## ABOUT THIS EXERCISE
Take the lines from the beginning of the data below through the line holding "negative clicks: (322, 117) (270, 90)" and return exactly those.

## RECORDS FOR PROCESSING
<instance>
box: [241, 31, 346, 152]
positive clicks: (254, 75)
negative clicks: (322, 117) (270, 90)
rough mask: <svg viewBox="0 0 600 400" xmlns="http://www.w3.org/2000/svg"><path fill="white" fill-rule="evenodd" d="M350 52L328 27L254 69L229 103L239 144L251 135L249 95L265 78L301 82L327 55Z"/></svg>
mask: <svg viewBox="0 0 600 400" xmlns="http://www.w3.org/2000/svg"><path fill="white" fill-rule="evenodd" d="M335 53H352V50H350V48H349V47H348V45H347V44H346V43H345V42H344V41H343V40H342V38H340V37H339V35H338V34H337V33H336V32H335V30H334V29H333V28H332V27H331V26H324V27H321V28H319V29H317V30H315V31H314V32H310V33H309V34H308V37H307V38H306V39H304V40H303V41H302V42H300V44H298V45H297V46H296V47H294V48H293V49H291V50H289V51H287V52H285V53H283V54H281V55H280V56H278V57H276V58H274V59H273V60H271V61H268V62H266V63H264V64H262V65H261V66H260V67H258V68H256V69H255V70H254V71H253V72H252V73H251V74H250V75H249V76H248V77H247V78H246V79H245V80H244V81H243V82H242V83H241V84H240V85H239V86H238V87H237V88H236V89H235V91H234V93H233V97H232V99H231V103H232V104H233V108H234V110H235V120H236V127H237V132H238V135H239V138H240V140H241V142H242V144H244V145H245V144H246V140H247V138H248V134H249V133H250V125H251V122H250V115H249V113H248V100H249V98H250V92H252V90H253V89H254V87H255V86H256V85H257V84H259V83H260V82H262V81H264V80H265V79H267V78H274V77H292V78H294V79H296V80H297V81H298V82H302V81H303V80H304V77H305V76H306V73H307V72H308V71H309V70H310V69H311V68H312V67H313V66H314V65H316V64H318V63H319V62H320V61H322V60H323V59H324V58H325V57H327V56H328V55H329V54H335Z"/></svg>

## RESULT OF THE TASK
<instance>
box: [241, 31, 346, 152]
positive clicks: (254, 75)
negative clicks: (322, 117) (270, 90)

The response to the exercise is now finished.